## Task set
A – List the stressors that the text on dog whining names as possible causes of a dog's whining.
B – Write the next part of the article on why dogs whine, picking up after its final sentence.

## Excerpted text
——

Understanding Why Your Dog Whines

Dog Whining is a Way of Communicating in The Dog World

Whining is one widespread problem dog owners face. There is nothing as frustrating as trying to focus on something while your dog whines at you the whole time. Many times this behavior will grow and grow until the dog is doing it quite often. Frustrating as this may be, there is still hope.


As with any behavior, training is most effective when you start early. It is also essential to understand why your dog is doing this. Understanding the root cause of the whining will allow you to address it effectively. Let’s look at some reasons why you may be dealing with whining.


Whining is a way of communicating in the dog world. Annoying as it can often be, your dog may not have another way to communicate with you. You know your dog better than anyone, so consider these simple suggestions when determining the reason. Dog whining is often a sign of possible feelings of stress. These stressors can include lack of exercise, separation anxiety, and insecurity. In some more severe whining cases, it can be the result of an unseen injury or sickness.


If your dog starts to whine suddenly, you should observe them. Sudden changes in behavior can often be blamed on the dog when an underlying medical issue is the result. The best way to tackle whining that crops up very suddenly is to note when the behavior started and schedule an appointment with your veterinarian. If your dog’s whining is more of a gradual chronic issue, you will need to tackle it from a behavioral standpoint.


Most people would think addressing a dog whining is often not the best way forward. Punishment will do very little to curb this behavior and only increase the dog’s stress level. In turn, it will create more whining. A change in how you manage your dog in the household will get you much farther. You will need to put a significant focus on remaining calm and levelheaded, even with as frustrating as a whining dog can be. Dogs are masters at reading our body language and will pick up on any anxiety, stress, or frustration that you feel. Take a moment to breathe and relax as best you can; your dog will be reading your demeanor from the moment you walk into the room.

——

Extracted data entries:

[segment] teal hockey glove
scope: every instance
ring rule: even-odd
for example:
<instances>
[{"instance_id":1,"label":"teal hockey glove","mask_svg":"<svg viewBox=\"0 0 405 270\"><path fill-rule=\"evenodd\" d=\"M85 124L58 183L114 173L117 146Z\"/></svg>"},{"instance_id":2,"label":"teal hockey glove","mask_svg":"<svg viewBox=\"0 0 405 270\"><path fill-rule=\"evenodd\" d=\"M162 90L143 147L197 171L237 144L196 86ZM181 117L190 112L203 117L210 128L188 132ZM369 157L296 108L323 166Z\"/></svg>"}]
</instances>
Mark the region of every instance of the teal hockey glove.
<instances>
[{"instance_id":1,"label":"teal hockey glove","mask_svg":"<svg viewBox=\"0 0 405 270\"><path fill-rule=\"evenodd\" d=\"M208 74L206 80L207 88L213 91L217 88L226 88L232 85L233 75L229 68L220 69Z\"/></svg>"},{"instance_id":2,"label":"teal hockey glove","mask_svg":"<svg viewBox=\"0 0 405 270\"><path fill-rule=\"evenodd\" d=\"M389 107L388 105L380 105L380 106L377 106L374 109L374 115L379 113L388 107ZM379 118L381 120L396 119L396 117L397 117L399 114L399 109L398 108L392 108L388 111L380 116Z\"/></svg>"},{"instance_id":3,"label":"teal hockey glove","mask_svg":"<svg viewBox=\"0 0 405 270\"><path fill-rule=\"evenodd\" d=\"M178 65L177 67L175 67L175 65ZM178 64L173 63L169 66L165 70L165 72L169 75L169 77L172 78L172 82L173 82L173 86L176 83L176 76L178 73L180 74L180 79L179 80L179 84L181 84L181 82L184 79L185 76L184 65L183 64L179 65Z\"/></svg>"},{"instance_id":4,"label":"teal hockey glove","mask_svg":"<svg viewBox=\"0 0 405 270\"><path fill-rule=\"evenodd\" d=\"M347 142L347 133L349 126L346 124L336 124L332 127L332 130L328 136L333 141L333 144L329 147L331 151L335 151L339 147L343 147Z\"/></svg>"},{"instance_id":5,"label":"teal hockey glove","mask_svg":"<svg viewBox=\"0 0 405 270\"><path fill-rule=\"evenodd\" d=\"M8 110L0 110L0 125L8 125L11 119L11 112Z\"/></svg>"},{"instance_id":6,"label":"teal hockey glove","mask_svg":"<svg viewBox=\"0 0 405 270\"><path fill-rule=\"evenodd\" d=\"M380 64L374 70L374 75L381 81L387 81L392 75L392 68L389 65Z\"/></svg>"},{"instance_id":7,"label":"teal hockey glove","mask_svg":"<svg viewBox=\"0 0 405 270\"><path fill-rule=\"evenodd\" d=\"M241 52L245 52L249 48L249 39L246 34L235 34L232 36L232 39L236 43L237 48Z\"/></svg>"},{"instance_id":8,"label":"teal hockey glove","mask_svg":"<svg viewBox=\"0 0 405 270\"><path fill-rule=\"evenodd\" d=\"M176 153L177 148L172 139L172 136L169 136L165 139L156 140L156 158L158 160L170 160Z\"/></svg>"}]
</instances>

——

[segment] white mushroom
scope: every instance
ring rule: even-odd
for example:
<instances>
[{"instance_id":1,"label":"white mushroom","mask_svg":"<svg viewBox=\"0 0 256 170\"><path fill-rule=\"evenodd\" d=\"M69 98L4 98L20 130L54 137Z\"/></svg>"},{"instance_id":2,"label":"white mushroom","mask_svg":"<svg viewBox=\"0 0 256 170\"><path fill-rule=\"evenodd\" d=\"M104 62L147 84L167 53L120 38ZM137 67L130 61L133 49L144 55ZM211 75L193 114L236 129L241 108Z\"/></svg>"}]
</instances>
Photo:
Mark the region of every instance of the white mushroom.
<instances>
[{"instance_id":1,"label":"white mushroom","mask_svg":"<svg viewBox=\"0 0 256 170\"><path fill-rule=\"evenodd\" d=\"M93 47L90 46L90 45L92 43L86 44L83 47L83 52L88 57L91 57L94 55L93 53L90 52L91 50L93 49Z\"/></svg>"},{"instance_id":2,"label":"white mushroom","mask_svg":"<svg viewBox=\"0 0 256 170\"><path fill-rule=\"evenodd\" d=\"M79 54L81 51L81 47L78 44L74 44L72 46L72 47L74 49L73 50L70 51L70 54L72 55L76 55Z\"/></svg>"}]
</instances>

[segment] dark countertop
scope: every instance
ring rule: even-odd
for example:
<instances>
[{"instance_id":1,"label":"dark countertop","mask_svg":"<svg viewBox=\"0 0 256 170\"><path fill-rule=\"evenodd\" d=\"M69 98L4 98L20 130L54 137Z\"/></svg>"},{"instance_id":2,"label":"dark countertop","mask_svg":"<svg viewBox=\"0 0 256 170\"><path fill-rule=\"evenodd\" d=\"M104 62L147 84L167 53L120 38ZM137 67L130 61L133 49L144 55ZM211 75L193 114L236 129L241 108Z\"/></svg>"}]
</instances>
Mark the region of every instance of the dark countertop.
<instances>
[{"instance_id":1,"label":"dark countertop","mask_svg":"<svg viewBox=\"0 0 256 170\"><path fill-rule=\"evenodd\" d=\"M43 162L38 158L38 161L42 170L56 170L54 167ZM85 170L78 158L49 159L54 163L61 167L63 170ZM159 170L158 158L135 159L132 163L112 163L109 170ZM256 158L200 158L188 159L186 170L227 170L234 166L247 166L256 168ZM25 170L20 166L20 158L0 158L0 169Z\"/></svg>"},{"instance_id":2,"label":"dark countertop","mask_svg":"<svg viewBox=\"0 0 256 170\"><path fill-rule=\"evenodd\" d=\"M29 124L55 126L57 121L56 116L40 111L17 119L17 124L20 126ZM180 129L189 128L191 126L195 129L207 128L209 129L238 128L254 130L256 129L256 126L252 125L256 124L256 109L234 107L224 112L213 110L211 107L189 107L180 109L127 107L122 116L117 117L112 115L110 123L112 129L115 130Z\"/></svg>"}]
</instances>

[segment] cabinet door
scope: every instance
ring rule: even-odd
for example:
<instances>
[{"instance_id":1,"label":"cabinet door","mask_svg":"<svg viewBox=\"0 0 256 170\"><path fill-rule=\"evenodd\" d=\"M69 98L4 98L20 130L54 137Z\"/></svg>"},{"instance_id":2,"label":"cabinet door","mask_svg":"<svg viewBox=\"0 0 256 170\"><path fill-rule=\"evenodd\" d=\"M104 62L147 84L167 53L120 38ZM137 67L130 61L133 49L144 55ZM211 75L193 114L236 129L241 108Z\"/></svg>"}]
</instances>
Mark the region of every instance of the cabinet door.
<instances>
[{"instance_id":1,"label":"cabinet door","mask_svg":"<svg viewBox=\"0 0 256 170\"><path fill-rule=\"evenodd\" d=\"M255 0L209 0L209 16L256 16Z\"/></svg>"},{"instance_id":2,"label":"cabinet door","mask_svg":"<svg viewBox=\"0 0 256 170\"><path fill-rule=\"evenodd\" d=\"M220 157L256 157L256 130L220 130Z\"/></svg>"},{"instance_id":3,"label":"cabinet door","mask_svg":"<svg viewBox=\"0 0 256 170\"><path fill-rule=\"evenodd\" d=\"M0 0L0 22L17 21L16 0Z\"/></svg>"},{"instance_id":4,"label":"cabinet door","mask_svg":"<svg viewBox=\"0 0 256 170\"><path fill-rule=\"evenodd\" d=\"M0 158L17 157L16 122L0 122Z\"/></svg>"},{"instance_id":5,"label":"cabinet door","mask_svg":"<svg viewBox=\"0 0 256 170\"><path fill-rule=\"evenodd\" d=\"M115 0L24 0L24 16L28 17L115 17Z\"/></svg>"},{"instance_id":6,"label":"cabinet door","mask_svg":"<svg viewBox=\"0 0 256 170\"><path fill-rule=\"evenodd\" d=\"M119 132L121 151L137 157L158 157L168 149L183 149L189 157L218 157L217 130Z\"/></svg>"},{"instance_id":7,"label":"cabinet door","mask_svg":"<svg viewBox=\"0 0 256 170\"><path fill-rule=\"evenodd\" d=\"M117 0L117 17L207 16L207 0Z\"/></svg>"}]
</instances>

——

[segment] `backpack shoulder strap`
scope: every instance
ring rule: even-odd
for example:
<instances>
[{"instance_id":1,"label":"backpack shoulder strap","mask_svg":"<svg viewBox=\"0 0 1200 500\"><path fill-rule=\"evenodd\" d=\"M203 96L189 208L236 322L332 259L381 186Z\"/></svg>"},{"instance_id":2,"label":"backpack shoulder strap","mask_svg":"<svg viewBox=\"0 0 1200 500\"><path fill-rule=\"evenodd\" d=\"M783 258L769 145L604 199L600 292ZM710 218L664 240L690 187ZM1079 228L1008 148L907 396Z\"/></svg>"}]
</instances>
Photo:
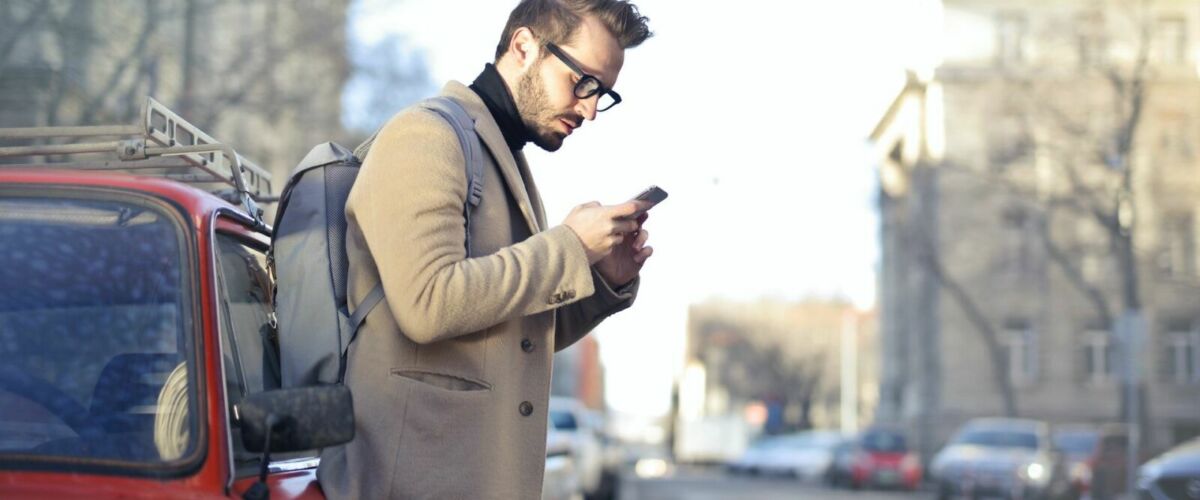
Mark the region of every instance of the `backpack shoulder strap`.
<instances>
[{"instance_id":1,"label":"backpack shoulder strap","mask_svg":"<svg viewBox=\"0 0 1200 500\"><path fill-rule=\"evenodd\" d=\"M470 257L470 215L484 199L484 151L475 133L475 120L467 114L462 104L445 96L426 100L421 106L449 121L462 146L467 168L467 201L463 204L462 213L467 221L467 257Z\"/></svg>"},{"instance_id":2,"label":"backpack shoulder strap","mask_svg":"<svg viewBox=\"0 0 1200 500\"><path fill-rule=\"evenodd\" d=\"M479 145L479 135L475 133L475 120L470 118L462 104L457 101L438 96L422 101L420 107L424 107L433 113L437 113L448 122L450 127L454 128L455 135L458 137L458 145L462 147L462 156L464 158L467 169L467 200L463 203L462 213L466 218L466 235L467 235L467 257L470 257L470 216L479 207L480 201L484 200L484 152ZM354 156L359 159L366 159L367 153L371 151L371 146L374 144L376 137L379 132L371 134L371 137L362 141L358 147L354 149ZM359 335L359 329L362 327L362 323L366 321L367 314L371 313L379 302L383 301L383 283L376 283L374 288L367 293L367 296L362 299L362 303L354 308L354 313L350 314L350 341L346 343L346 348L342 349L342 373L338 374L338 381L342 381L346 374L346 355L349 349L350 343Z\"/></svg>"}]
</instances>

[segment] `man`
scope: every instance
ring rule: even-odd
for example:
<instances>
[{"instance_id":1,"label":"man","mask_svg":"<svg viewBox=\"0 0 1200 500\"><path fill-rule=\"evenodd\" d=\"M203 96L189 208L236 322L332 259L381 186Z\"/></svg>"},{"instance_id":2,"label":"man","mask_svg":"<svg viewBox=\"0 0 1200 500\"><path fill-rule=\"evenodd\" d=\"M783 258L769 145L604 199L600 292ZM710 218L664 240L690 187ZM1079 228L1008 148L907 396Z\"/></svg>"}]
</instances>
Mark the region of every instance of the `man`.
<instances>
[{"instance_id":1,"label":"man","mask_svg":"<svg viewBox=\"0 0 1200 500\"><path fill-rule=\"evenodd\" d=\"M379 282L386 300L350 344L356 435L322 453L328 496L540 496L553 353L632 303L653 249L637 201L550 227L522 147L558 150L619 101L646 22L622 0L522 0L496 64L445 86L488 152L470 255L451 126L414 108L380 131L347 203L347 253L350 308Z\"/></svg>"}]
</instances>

——

## Answers to the exercises
A – Lack of exercise, separation anxiety, and insecurity.

B –
While we do not want to punish the whining, we also need to be careful not to reinforce it accidentally. Sometimes dogs will whine when they are nervous, and our natural response is to pet them, whisper to them, and soothe them. While this response may be natural to a human, the dog does not understand what you are trying to say, and you may reinforce a state of anxiety. Instead of petting your dog, give him another activity to redirect his state of mind.


If your dog starts to whine, ignore the behavior, and take note of the trigger for the behavior so that you can plan next time. Give your dog incompatible behaviors, such as a place command or even fun tasks like hunting for a stuffed Kong. Ensure that your dog is getting plenty of exercise and attention from you in healthy ways every day to reduce the likelihood of unwanted behaviors developing. 


If you still need help to eliminate this behavior, contact a professional dog trainer who has experience dealing with anxious dogs.